Content starts

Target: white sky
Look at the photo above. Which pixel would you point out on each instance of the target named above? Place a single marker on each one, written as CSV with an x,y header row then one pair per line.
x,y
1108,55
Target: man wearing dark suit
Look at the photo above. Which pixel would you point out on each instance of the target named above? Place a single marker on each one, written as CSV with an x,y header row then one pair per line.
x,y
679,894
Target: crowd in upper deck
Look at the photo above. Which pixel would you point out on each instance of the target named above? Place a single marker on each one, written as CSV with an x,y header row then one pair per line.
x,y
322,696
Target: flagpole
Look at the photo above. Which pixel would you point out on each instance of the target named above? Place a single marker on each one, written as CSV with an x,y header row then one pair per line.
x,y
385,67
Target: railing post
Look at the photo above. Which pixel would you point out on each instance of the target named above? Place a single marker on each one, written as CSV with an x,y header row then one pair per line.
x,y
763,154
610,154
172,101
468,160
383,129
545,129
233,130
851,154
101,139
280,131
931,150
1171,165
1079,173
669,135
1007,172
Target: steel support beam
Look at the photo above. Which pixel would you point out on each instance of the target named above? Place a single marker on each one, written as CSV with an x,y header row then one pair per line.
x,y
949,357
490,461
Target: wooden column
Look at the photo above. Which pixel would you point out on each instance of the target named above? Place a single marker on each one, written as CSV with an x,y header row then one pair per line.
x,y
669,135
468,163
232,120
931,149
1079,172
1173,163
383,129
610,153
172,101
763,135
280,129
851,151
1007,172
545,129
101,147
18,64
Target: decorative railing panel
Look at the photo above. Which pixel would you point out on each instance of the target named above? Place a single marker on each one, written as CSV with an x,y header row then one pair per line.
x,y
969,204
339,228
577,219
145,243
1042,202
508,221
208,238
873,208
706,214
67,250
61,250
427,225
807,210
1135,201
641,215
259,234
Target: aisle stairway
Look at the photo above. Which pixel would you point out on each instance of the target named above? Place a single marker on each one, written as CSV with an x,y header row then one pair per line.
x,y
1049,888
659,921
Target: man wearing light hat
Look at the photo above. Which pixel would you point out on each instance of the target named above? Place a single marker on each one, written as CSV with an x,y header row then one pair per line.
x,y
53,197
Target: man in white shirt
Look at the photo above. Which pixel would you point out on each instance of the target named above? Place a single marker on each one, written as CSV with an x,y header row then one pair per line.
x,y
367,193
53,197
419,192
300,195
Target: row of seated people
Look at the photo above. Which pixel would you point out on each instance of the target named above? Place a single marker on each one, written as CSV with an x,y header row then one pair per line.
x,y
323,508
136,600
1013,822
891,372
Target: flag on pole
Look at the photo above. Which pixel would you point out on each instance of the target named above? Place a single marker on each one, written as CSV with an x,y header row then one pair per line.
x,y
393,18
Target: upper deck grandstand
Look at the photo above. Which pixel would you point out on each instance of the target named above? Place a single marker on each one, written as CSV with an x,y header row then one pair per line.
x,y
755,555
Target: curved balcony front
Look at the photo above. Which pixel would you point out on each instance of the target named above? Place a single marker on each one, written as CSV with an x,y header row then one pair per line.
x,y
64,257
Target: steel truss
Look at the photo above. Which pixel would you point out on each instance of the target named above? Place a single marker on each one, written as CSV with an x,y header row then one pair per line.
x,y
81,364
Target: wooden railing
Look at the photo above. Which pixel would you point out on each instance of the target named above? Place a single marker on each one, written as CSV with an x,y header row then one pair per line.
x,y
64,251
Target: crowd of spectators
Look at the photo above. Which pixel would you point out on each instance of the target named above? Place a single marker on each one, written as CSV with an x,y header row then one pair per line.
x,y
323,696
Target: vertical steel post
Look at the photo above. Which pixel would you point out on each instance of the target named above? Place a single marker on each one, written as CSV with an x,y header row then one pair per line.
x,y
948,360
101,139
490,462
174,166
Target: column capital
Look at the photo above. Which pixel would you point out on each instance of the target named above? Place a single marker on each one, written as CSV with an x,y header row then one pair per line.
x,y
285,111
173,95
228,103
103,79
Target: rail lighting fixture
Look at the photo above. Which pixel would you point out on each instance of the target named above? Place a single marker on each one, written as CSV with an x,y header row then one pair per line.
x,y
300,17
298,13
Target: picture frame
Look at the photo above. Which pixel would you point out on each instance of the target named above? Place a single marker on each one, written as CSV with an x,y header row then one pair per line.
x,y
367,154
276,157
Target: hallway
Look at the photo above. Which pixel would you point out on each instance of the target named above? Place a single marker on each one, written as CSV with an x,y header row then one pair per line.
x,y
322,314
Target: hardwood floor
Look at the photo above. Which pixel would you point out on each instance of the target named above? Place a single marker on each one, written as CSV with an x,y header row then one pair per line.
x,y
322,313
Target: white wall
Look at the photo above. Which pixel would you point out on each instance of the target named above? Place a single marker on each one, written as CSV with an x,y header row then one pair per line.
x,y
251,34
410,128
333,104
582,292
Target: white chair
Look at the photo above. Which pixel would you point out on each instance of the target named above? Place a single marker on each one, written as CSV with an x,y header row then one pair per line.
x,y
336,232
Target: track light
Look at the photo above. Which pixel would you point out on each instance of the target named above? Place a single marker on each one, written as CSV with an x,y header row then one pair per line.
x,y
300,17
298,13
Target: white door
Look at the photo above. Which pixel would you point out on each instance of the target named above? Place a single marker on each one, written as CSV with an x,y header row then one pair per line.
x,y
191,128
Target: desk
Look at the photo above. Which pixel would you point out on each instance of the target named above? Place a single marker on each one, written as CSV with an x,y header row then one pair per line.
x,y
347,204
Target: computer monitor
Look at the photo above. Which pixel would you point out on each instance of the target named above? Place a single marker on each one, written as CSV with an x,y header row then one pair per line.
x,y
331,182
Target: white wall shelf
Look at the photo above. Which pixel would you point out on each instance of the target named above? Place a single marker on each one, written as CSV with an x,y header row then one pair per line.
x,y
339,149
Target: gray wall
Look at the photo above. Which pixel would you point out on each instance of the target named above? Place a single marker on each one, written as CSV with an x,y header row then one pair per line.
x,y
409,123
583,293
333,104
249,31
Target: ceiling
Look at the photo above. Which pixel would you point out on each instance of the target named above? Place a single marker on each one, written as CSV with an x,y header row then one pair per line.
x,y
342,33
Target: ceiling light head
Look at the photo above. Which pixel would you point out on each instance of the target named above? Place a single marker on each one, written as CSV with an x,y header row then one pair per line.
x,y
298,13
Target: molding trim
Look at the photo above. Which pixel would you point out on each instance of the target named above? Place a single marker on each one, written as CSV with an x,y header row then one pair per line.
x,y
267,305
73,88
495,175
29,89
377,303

Content ends

(Required work)
Restate all of the material, keeping every word intact.

(Task output)
Target: white sky
Look at the photo above. Which pixel would you point out on each instance of the target named above? Place a single marker on each one, written as CSV with an x,y header row then one pair per line.
x,y
1108,55
Target: man wearing dark suit
Look at the photo above. Which pixel would you point out on each instance of the target named above? Place a single marker on each one, written as CSV with an x,y header row then one pair per line.
x,y
679,894
Target: crowd in upper deck
Look at the photo above. Which pixel would you point out on each instance of the target named above? Place a single marker on each one, written as CSV with an x,y header row then one pair per line.
x,y
322,696
Target: flagpole
Look at the photo above. Which pixel would you point out on each instance of the target named above? Place a single marker on each one, written as CSV with an x,y header row then one pair per line.
x,y
385,67
Target: railing post
Look at the photo above. Which pixel would you point out on each instance of the target named above? Place a single marker on each one, written as CSV with an x,y header row then one pair per line.
x,y
763,154
610,154
172,101
468,160
383,129
545,129
233,130
851,154
101,139
280,131
931,150
1171,165
1079,173
669,135
1007,172
Target: steel support beam
Look at the photo above. Which pixel would you point out on each instance of the target named above? Place a single marker on each one, written as CSV with an x,y header row then one pair per line.
x,y
949,357
490,461
Target: wooden column
Look at the photo above. Which pixel would you point out on each instance of the target named above? Place a single marker on each one, written as CSV with an x,y header row then one pair per line.
x,y
669,135
468,163
232,120
931,149
1079,172
1173,163
383,129
610,153
172,101
763,135
280,129
851,151
1007,172
545,129
101,147
18,64
Target: decorative railing panel
Look at the photo above. Which pixel would you point out on each instance of the target named above? Place a single marker on each one, written as CSV with an x,y header row then one pair per line.
x,y
969,204
339,228
577,219
145,243
1042,202
508,221
208,238
873,208
706,214
67,250
61,250
427,225
807,210
1135,201
641,215
259,234
Target: aisle stairway
Look at the photo above. Which pixel would you point out on each instance of the target named above? Place a single marker on each one, written as CSV with an x,y header row then one pair per line.
x,y
1049,888
659,921
Target: man wearing light hat
Look at the photo above. Which pixel would you point out on each instance of the target named above? Place a single marker on each one, written as CSV with an x,y header row then one pair per line.
x,y
53,197
Target: man in white shirt
Look at the photo above. Which pixel would you point out on each instance of the target named above? Place a single marker on each one, written as CSV with an x,y header row then one pair per line.
x,y
367,193
53,197
419,192
300,195
Target: row of seated people
Look at the photo above. Which pixel would you point out on each instance of the target named above? Place a single marker on each one, written as CSV with an x,y header row then one pair per line.
x,y
323,508
136,600
1013,822
891,372
Target: flag on pole
Look at the photo above. Which pixel would you point out on each instance of the target named above? Place a single marker on each one, written as CSV with an x,y header row then one pair per line.
x,y
393,18
Target: upper deck grandstand
Look at the photo above. Which pixel would you point out on each instance of the target named above? Place a single marker on each one, written as CSV with an x,y header row then one pair per line.
x,y
755,555
Target: curved balcony front
Look at the photo above. Which pixel would you point out on each instance of the target named above? Place a single marker on each one, written as CSV with an x,y header row then one pair per line.
x,y
64,257
Target: steel truss
Look at the photo above. Which pixel would you point out on each instance of the target named above? Place a single marker on each one, written as CSV with an x,y header row then one pair per line.
x,y
81,364
Target: wooden railing
Look at the photo above. Which pixel would you point out on each instance of the target named above? Place a single marker on each one, written as CSV with an x,y header row then one pair per line.
x,y
64,251
Target: crowd of spectators
Look at the photo above. Which pixel would you point out on each instance of the target named above? Place a single marker on each one, written as CSV with an x,y header row then one pair per line.
x,y
323,696
Target: vertical steel post
Look at the photo above. Which pixel would you point out on each instance of the target named above? Place a single marker on each one, written as CSV with an x,y header row then one pair per line.
x,y
948,360
101,139
490,462
174,166
Target: column capital
Look at the photo above. Which pixel would you point out on each instance of the target named above? Place a single marker on each one, written as CSV with an x,y header row then one pair per line.
x,y
285,111
173,95
228,103
103,79
Target: rail lighting fixture
Look at the photo above. Which pixel would you point out on each instance of the target named above? Place a single marker on each one, written as CSV with an x,y header row then one pair per line.
x,y
300,17
298,13
Target: picture frame
Look at the photo above. Which pixel would you point out on each instance of the target named above? Place a single marker on each one, written as CSV with an x,y header row then one pair per line.
x,y
367,154
276,157
Target: hallway
Look at the photo above. Which pixel would you point out on each instance of the target named above? Place a single marker on each one, written as CSV with an x,y header row then one pair per line.
x,y
322,314
Target: hardwood floor
Look at the photo above. Which pixel would you point out on each instance of the target named above? Place a single marker on each one, written as CSV with an x,y header row then one pair per line.
x,y
322,313
Target: white wall
Look at the photo above. Which pixel would you point out on each instance of the target named above? Place a single marker on each one, written as CSV with an x,y header row then one pair per line.
x,y
251,34
410,128
333,104
582,292
Target: white chair
Look at the photo above. Which pixel would you point out on each instance of the target named above? Place a single marker on each one, written as CSV with an x,y header row then one pair per line.
x,y
336,232
Target: track light
Look at the photo above. Which pixel would you point out on each instance of the target named above? Place a single marker on each one, written as CSV with an x,y header row then one pair per line.
x,y
300,17
298,13
Target: white door
Look at the photo above. Which pixel would you point out on each instance of the target named above? Place a single marker on each one, written as CSV with an x,y header row then one pair per line.
x,y
191,128
Target: desk
Look at the photo above. Which pixel would you point out on each instance of the target named above? Place a single marker on each one, written as CSV with an x,y header row then one pair per line.
x,y
347,204
Target: computer monitor
Look at the photo above. Which pixel would you point out on each instance of the target named above? Place a single marker on each one, written as CSV with an x,y header row then one pair per line.
x,y
331,182
Target: white wall shelf
Look at the photo above. Which pixel would you point out on each instance of the target named above? Place a single marker on each one, written as CSV with an x,y header row then one pair per line.
x,y
339,149
Target: gray wall
Look at the photo above. Which pixel would you point out on each instance of the target named above? Place a single marker on each one, written as CSV with an x,y header row then one pair per line.
x,y
409,123
583,293
333,104
249,31
Target: ceiling
Look at the photo above. Which pixel would you point out on each instance of the target named above? Place a single marker on each one, written as CSV with an x,y header row then one pair per line.
x,y
342,33
Target: ceiling light head
Look at the photo above. Which pixel would you point out on each instance of the target named above? Place a single marker on each one, written as CSV with an x,y header row then one pair per line.
x,y
298,13
Target: molding trim
Look at the photo above. Which pixel would you point out on each instance of the target named above? Place a single marker on each one, written as CSV with an x,y header row then one pair per line.
x,y
267,305
73,88
495,175
29,89
377,303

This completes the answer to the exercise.